* WORK INSTRUCTION A
List every person named in the article on why the John Doe probe saved emails, in the order they first appear.
* WORK INSTRUCTION B
Output the part of the article on why the John Doe probe saved emails that runs from "But Adam Stone, writing" up to and including "should be catalogued.", copied word for word.

* PROVIDED TEXT
+---+
Why John Doe Probe Saved Emails
And why Schimel report complaining about investigators could be wrong.
While State Sen. Leah Vukmir expressed outrage that John Doe investigators cataloged some of her personal emails and Attorney General Brad Schimel said he did not understand why they would do that, the Doe investigators were just following good protocol, according to publications on digital investigations.
“If the case ever comes to trial, the investigator presenting the case must be able to prove … the data was not modified during acquisition or analysis (chain of custody),” forensic analyst Michael Graves wrote in The Anatomy of a Digital Investigation.
Vukrmir (R-Brookfield), a candidate for U.S. Senate, said in a statement that “The upsetting news that my privacy was violated as personal emails between my daughter and I were obtained, read and kept by those who ran the John Doe investigation is absolutely appalling. This criminal behavior is inexcusable, and the individuals involved in this belong in prison.”
Vukmir’s emails were seized during the John Doe investigation into Gov. Scott Walker‘s campaign, according to Schimel’s report, which indicated investigators had a warrant.
Attorney General Schimel, in his new report on his Justice Department’s investigation into the Doe investigation, said that Doe seized emails included “private medical information and other highly personal information. DOJ was unable to determine why investigators ever obtained, let alone saved and labeled, over 150 very private and very personal emails between a Senator and her child. … ”
But Adam Stone, writing for Govtech Works, said, “One final word of advice from the FBI: Keep it all.”
“Without the right protections, digital files can be easily deleted, edited, even fabricated,” he wrote. “So documenting a digital chain of custody is all the more important. A compromised chain can undo a legal proceeding and lay waste to years of investigation. And all a defense attorney has to do is successfully raise concerns about potential tainting of evidence – that alone is enough, let alone demonstrating actual taint.”
One final word of advice from the FBI: Keep it all.
Keith Chval, in the article How to Preserve Digital Evidence in Case of Legal Investigation, says that each item seized in an investigation should be catalogued.
He quotes Patrick Zeller, a former high-tech prosecutor and litigator: “Because digital evidence is more susceptible to intentional or inadvertent alteration or destruction than many forms of evidence, it is critical that a witness be able to offer evidence upon which the judge can conclude that the data is in substantially the same condition as when it was seized.”
Gretchen Schuldt writes a blog for Wisconsin Justice Initiative, whose mission is “To improve the quality of justice in Wisconsin by educating the public about legal issues and encouraging civic engagement in and debate about the judicial system and its operation.
+---+
(Referring expression pointing data)
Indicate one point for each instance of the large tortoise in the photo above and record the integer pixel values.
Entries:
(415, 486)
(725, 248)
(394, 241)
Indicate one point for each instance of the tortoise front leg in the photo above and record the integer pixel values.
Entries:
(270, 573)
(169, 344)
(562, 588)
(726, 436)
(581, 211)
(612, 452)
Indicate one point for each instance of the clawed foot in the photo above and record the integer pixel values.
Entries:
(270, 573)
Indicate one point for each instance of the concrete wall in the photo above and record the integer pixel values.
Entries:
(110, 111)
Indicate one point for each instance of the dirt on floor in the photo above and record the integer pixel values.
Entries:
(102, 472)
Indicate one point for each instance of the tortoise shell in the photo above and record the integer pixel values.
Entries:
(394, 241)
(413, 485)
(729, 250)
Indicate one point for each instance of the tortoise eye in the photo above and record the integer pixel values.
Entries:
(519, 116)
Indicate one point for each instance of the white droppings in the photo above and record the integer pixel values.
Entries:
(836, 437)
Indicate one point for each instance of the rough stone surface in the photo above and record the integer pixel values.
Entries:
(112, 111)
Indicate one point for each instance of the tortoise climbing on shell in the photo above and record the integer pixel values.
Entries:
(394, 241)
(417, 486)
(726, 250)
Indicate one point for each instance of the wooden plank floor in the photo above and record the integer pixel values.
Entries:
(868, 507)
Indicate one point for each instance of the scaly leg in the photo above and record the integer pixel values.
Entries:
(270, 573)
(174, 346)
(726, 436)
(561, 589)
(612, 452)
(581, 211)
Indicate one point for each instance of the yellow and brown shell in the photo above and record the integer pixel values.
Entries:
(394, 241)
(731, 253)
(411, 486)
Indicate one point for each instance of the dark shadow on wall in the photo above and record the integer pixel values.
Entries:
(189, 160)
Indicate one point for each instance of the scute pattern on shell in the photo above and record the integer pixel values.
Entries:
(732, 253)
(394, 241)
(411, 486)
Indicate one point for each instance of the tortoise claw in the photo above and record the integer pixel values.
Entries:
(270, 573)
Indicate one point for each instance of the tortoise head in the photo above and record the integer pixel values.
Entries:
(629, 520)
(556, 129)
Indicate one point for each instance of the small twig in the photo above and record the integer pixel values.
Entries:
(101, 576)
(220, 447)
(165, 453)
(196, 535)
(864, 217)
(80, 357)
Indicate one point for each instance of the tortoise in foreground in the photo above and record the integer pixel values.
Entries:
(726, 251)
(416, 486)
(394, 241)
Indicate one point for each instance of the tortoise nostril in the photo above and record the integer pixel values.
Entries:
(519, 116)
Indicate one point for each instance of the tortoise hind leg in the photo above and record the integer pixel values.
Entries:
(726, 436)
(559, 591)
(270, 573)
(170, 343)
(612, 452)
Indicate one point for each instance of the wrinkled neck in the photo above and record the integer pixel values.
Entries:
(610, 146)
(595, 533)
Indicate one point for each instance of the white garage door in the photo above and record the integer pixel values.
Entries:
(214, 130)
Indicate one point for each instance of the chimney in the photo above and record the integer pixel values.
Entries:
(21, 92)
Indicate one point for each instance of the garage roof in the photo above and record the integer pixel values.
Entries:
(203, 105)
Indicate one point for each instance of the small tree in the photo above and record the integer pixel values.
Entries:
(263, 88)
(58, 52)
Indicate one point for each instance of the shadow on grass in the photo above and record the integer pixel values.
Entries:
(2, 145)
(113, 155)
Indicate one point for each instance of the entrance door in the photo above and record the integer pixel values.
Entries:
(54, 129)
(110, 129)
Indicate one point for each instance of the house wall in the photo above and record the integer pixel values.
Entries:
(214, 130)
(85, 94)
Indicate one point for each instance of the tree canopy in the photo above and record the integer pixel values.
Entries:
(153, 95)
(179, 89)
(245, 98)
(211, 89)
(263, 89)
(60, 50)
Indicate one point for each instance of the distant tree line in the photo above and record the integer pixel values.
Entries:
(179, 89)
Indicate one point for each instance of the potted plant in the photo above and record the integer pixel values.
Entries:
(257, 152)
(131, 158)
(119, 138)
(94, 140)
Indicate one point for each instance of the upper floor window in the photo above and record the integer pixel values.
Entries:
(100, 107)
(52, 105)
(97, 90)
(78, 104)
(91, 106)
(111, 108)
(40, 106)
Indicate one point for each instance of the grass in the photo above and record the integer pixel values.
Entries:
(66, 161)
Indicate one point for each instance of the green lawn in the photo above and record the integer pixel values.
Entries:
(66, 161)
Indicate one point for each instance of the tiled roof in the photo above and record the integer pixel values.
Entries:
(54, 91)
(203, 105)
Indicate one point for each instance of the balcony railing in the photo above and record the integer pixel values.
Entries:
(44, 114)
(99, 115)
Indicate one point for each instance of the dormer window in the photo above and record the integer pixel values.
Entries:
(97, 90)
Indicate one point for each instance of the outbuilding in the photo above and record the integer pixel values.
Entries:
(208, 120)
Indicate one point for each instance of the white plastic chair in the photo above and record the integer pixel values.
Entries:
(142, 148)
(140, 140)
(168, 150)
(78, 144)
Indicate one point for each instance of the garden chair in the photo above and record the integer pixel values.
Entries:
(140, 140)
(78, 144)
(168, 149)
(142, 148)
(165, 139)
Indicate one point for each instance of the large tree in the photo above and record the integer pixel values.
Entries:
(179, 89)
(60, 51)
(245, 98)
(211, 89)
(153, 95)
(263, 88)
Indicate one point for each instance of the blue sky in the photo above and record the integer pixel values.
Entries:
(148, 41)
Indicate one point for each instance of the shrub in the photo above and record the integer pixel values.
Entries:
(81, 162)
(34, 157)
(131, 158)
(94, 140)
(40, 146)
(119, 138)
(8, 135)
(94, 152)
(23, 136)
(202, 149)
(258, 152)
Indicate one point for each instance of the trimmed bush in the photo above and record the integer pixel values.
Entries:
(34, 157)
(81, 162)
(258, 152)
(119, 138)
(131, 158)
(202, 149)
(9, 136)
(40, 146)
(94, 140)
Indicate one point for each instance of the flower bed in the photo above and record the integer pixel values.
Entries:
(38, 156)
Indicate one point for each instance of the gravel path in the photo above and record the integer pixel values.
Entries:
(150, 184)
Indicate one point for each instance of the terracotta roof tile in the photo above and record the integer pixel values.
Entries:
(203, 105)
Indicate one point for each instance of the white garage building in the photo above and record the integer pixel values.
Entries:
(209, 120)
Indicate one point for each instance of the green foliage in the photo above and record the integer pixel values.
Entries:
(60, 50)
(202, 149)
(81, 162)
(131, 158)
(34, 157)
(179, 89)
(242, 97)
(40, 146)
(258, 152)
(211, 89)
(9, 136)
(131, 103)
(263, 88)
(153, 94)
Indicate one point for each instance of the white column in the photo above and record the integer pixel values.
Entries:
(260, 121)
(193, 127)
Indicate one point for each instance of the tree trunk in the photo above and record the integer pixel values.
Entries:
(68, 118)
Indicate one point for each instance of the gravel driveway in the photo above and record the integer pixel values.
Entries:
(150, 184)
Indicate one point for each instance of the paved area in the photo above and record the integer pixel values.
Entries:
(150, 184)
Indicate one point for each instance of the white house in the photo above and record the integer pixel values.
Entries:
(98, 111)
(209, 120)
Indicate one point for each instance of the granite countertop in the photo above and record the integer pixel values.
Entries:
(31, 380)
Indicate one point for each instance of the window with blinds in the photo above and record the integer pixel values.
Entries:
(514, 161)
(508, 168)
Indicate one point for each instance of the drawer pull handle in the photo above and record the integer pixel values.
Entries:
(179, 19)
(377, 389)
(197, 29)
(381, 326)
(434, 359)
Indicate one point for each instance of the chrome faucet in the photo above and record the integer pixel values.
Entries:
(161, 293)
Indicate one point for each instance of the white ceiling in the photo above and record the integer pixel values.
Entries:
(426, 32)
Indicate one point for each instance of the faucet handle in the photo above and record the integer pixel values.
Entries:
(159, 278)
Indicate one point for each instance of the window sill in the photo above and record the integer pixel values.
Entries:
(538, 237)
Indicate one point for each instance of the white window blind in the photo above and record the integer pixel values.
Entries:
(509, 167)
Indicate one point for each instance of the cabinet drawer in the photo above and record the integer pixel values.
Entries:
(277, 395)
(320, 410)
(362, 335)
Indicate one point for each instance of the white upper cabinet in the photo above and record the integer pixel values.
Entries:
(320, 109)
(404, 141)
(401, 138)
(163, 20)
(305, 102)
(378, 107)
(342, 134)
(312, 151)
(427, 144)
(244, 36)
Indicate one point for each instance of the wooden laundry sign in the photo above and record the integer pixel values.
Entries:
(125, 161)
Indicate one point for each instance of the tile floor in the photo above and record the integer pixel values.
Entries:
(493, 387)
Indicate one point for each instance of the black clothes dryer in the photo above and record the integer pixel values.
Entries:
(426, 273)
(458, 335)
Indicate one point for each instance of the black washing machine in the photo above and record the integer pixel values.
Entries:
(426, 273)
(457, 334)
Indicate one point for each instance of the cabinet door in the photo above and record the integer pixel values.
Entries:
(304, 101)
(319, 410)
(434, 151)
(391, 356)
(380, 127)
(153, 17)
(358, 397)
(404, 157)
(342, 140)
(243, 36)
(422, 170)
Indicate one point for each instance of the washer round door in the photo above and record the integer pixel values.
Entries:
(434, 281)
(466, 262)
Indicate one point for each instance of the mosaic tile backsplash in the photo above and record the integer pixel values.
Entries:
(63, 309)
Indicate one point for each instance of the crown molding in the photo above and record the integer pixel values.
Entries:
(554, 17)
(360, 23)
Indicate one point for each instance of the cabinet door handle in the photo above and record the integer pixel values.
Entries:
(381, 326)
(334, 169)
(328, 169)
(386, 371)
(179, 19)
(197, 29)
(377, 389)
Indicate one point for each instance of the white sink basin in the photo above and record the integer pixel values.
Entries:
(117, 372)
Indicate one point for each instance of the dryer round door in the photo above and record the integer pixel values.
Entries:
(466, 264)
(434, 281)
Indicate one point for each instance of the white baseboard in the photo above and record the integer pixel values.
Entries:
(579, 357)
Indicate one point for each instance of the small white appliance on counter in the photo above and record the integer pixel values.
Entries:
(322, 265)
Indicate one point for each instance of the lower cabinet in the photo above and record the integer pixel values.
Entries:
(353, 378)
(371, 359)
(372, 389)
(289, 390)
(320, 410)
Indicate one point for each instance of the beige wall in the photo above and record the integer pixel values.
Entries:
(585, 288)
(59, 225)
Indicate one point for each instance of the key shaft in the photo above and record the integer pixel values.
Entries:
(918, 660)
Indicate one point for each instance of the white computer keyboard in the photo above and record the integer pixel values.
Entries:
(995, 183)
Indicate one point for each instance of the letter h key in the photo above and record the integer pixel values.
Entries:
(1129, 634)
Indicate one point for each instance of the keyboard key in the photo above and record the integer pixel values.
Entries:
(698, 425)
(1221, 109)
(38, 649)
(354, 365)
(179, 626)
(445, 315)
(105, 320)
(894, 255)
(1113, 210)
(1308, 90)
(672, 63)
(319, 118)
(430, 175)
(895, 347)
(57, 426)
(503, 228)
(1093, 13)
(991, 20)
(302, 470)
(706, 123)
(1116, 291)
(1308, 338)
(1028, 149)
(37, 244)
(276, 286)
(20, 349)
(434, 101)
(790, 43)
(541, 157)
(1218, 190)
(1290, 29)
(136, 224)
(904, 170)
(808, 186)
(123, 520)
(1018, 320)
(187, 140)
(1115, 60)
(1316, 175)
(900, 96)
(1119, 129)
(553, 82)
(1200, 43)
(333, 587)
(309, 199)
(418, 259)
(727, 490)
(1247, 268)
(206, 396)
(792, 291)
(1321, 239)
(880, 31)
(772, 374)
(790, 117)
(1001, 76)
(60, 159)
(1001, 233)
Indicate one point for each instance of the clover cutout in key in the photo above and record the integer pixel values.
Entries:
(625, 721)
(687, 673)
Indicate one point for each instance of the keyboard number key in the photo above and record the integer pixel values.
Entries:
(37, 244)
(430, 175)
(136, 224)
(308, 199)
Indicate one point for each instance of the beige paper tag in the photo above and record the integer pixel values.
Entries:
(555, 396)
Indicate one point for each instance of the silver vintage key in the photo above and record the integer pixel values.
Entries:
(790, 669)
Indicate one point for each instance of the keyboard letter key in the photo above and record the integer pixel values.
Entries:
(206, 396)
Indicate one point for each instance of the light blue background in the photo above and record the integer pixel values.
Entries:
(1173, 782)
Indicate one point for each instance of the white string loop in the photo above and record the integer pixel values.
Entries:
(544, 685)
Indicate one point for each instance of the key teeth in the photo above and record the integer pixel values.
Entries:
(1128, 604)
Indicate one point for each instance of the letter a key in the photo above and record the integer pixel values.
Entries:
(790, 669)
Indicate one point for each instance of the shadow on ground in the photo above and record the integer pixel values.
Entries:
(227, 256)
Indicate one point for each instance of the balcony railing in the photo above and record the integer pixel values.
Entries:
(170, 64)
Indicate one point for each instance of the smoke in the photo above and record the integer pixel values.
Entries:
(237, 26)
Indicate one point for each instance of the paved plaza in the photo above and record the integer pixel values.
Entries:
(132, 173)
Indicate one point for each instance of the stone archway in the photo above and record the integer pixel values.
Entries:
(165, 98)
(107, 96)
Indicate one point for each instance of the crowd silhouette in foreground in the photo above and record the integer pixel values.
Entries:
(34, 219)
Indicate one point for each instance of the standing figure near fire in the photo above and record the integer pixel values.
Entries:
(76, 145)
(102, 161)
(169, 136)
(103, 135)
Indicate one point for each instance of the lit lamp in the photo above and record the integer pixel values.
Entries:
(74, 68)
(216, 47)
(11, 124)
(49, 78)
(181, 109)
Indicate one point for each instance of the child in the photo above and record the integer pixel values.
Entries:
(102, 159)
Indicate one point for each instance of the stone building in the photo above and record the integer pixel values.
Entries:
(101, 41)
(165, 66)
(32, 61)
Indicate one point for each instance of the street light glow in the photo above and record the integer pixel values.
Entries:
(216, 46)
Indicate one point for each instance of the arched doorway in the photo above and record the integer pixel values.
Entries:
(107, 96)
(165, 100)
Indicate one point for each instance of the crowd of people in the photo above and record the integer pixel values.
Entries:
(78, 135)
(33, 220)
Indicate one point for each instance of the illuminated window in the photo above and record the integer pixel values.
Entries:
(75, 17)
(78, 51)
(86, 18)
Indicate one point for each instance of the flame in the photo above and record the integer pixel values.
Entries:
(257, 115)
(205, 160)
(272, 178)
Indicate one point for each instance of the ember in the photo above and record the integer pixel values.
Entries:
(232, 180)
+---+
* WRITTEN REPLY A
Leah Vukmir
Brad Schimel
Michael Graves
Scott Walker
Adam Stone
Keith Chval
Patrick Zeller
Gretchen Schuldt

* WRITTEN REPLY B
But Adam Stone, writing for Govtech Works, said, “One final word of advice from the FBI: Keep it all.”
“Without the right protections, digital files can be easily deleted, edited, even fabricated,” he wrote. “So documenting a digital chain of custody is all the more important. A compromised chain can undo a legal proceeding and lay waste to years of investigation. And all a defense attorney has to do is successfully raise concerns about potential tainting of evidence – that alone is enough, let alone demonstrating actual taint.”
One final word of advice from the FBI: Keep it all.
Keith Chval, in the article How to Preserve Digital Evidence in Case of Legal Investigation, says that each item seized in an investigation should be catalogued.